** Task directions **
Reproduce all of the data below verbatim, keeping every line unchanged.

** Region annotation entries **
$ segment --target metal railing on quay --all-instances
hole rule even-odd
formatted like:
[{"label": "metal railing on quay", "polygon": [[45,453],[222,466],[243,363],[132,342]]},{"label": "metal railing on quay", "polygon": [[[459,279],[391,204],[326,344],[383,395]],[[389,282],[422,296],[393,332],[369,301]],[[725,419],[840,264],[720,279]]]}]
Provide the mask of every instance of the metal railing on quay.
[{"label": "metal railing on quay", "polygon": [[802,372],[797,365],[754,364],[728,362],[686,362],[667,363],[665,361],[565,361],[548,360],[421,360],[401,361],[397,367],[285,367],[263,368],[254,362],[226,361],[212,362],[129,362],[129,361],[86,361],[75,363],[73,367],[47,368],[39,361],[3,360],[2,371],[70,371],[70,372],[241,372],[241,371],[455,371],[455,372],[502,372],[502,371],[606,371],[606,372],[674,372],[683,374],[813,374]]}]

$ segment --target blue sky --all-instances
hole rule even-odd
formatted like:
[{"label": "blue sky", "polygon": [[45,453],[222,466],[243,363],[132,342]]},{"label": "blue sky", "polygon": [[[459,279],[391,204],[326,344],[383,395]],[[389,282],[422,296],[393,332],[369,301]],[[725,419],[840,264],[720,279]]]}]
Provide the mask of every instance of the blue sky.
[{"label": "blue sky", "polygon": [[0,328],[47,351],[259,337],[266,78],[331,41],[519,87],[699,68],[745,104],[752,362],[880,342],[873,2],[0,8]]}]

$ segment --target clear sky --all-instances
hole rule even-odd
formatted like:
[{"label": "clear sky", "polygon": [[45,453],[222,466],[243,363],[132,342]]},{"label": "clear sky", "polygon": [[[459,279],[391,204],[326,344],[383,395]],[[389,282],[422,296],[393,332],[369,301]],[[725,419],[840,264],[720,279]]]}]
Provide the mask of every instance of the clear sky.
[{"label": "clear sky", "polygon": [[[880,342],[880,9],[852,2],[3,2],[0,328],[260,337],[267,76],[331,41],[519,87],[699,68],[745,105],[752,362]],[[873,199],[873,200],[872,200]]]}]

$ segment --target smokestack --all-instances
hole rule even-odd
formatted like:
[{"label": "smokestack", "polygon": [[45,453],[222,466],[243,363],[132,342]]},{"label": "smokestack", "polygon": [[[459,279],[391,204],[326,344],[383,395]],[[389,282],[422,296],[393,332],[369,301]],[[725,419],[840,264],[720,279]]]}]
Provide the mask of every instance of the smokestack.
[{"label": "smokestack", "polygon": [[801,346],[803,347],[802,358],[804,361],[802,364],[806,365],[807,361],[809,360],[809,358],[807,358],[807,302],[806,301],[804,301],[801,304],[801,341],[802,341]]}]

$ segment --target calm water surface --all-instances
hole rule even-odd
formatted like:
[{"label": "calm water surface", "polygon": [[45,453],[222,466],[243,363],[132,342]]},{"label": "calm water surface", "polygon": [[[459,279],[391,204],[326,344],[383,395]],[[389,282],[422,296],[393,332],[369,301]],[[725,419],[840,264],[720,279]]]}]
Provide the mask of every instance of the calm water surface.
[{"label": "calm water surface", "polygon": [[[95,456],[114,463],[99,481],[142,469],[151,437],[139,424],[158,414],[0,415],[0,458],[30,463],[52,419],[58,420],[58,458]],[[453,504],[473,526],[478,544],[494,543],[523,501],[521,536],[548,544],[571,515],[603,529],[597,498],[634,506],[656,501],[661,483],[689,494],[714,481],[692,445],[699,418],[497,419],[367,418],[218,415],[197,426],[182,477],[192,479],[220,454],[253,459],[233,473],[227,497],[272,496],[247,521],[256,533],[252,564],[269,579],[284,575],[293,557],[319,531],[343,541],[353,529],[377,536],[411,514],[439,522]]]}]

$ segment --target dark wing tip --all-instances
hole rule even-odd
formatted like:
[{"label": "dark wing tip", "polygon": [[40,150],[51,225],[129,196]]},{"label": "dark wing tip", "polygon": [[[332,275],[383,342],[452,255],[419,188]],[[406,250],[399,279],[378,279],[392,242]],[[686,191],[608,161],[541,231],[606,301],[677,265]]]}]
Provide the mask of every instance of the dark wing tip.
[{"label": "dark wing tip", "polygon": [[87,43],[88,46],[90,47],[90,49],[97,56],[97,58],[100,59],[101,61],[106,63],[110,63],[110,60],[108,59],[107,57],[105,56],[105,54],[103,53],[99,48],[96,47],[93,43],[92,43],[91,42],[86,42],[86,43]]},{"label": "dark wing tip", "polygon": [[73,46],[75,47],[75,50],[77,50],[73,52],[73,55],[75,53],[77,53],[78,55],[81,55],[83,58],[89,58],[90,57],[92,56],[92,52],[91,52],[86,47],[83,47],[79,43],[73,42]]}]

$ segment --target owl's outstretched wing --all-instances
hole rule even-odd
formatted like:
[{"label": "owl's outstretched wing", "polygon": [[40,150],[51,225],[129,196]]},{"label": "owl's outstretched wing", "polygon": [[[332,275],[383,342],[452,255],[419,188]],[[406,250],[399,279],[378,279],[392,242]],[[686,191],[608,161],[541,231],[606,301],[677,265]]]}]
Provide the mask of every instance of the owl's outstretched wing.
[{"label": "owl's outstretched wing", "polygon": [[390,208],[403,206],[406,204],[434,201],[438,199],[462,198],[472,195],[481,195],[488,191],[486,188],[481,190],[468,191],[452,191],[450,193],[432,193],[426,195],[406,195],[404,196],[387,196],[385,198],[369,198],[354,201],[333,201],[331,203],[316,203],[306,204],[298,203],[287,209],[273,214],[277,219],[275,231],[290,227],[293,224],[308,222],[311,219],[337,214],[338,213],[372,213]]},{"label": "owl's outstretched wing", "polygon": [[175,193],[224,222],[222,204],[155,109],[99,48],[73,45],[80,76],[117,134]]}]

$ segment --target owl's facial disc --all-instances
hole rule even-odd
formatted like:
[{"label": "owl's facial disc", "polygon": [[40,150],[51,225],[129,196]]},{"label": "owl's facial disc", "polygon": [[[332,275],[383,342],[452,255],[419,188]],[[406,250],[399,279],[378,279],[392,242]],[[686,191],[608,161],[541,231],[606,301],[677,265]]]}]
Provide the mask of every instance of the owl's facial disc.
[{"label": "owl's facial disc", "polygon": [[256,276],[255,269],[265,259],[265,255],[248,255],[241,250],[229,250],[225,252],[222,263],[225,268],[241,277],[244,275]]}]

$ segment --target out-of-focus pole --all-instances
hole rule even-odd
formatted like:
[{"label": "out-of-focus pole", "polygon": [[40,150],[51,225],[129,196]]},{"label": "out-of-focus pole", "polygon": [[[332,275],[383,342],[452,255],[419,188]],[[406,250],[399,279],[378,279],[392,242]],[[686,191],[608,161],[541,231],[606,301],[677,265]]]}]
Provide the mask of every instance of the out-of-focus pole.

** Result for this task **
$ segment --target metal railing on quay --all-instances
hole rule even-odd
formatted like:
[{"label": "metal railing on quay", "polygon": [[45,453],[222,466],[243,363],[132,342]]},{"label": "metal railing on quay", "polygon": [[[459,279],[391,204],[326,344],[383,395]],[[389,282],[422,296],[393,332],[369,301]],[[725,419],[840,264],[720,279]]]}]
Provide the mask of every instance of the metal railing on quay.
[{"label": "metal railing on quay", "polygon": [[802,372],[797,365],[754,364],[728,362],[686,362],[667,363],[665,361],[565,361],[548,360],[421,360],[401,361],[397,367],[285,367],[263,368],[254,362],[226,361],[212,362],[129,362],[129,361],[86,361],[75,363],[73,367],[47,368],[39,361],[3,360],[2,371],[70,371],[70,372],[241,372],[241,371],[455,371],[455,372],[502,372],[502,371],[606,371],[606,372],[674,372],[683,374],[813,374]]}]

$ segment --target blue sky --all-instances
hole rule even-odd
formatted like:
[{"label": "blue sky", "polygon": [[45,453],[222,466],[243,363],[132,342]]},{"label": "blue sky", "polygon": [[[459,279],[391,204],[326,344],[383,395]],[[389,282],[422,296],[393,332],[369,301]],[[725,419],[840,264],[720,279]]]}]
Provide the mask of every instance of the blue sky.
[{"label": "blue sky", "polygon": [[0,328],[47,351],[259,337],[266,78],[331,41],[519,87],[699,68],[745,104],[752,362],[880,342],[873,2],[0,8]]}]

$ segment --target clear sky --all-instances
hole rule even-odd
formatted like:
[{"label": "clear sky", "polygon": [[45,453],[222,466],[243,363],[132,342]]},{"label": "clear sky", "polygon": [[[459,279],[391,204],[326,344],[383,395]],[[389,282],[422,296],[393,332],[369,301]],[[725,419],[840,264],[720,279]]]}]
Provide the mask of every instance of the clear sky.
[{"label": "clear sky", "polygon": [[[880,342],[880,9],[852,2],[3,2],[0,328],[260,337],[267,76],[331,41],[519,87],[699,68],[745,105],[752,362]],[[873,199],[873,200],[872,200]]]}]

$ segment --target smokestack --all-instances
hole rule even-odd
formatted like:
[{"label": "smokestack", "polygon": [[45,453],[222,466],[243,363],[132,342]]},{"label": "smokestack", "polygon": [[[459,279],[391,204],[326,344],[383,395]],[[389,282],[422,296],[393,332],[369,301]],[[725,419],[840,264],[720,279]]]}]
Provide the mask of every instance of the smokestack.
[{"label": "smokestack", "polygon": [[801,346],[803,347],[802,358],[804,361],[802,364],[806,365],[807,361],[809,360],[809,358],[807,358],[807,302],[806,301],[804,301],[801,304],[801,341],[802,341]]}]

$ segment --target calm water surface --all-instances
hole rule even-odd
formatted like:
[{"label": "calm water surface", "polygon": [[45,453],[222,466],[243,363],[132,342]]},{"label": "calm water surface", "polygon": [[[459,279],[391,204],[326,344],[383,395]],[[389,282],[422,296],[393,332],[369,301]],[[725,419],[840,264],[720,279]]]}]
Provide the mask of every instance of the calm water surface.
[{"label": "calm water surface", "polygon": [[[95,456],[114,463],[99,481],[142,469],[151,437],[139,424],[158,414],[0,415],[0,458],[30,463],[52,419],[58,420],[58,458]],[[453,504],[473,526],[478,544],[494,543],[523,501],[521,536],[548,544],[571,515],[603,529],[597,498],[634,506],[656,501],[661,483],[689,494],[714,481],[692,445],[699,418],[497,419],[367,418],[218,415],[197,426],[182,477],[192,479],[220,454],[253,459],[233,473],[227,497],[272,496],[247,521],[256,533],[252,564],[269,579],[284,575],[293,557],[319,531],[343,541],[353,529],[377,536],[411,514],[439,522]]]}]

$ segment --target dark wing tip --all-instances
hole rule even-odd
formatted like:
[{"label": "dark wing tip", "polygon": [[40,150],[51,225],[129,196]]},{"label": "dark wing tip", "polygon": [[[332,275],[383,342],[452,255],[419,188]],[[406,250],[399,279],[378,279],[392,242]],[[686,191],[608,161],[541,231],[606,301],[677,265]]]}]
Provide the mask of every instance of the dark wing tip.
[{"label": "dark wing tip", "polygon": [[87,43],[88,46],[90,47],[90,49],[97,56],[97,58],[100,59],[101,61],[106,63],[110,63],[110,60],[108,59],[107,57],[105,56],[105,54],[103,53],[99,48],[96,47],[93,43],[92,43],[91,42],[86,42],[86,43]]},{"label": "dark wing tip", "polygon": [[73,46],[75,47],[75,50],[77,50],[73,52],[73,55],[75,53],[77,53],[78,55],[81,55],[83,58],[89,58],[90,57],[92,56],[92,52],[91,52],[86,47],[83,47],[79,43],[73,42]]}]

$ segment --target owl's outstretched wing --all-instances
hole rule even-odd
formatted like:
[{"label": "owl's outstretched wing", "polygon": [[40,150],[51,225],[129,196]]},{"label": "owl's outstretched wing", "polygon": [[[332,275],[383,342],[452,255],[419,188]],[[406,250],[399,279],[378,279],[392,242]],[[686,191],[608,161],[541,231],[606,301],[677,265]]]}]
Provide the mask of every instance of the owl's outstretched wing.
[{"label": "owl's outstretched wing", "polygon": [[390,208],[403,206],[406,204],[434,201],[438,199],[462,198],[472,195],[481,195],[488,191],[486,188],[481,190],[468,191],[452,191],[450,193],[432,193],[426,195],[406,195],[404,196],[387,196],[385,198],[369,198],[354,201],[333,201],[331,203],[316,203],[306,204],[298,203],[287,209],[273,214],[277,219],[275,231],[290,227],[293,224],[308,222],[311,219],[337,214],[338,213],[372,213]]},{"label": "owl's outstretched wing", "polygon": [[175,193],[224,222],[222,204],[155,109],[99,48],[73,45],[80,76],[117,134]]}]

$ segment --target owl's facial disc --all-instances
hole rule even-odd
formatted like:
[{"label": "owl's facial disc", "polygon": [[40,150],[51,225],[129,196]]},{"label": "owl's facial disc", "polygon": [[[332,275],[383,342],[452,255],[419,188]],[[406,250],[399,279],[378,279],[392,242]],[[686,191],[608,161],[541,231],[606,301],[677,265]]]}]
Provide the mask of every instance of the owl's facial disc.
[{"label": "owl's facial disc", "polygon": [[256,276],[255,269],[265,259],[265,255],[248,255],[241,250],[229,250],[225,252],[222,263],[225,268],[241,277],[244,275]]}]

$ segment --target out-of-focus pole --all-instances
hole rule even-odd
formatted like:
[{"label": "out-of-focus pole", "polygon": [[40,150],[51,225],[129,196]]},{"label": "out-of-focus pole", "polygon": [[[332,275],[383,342],[452,255],[419,188]],[[406,250],[399,279],[378,279],[392,242]],[[686,191],[608,161],[541,231],[606,301],[677,265]]]}]
Provide the mask of every instance of the out-of-focus pole.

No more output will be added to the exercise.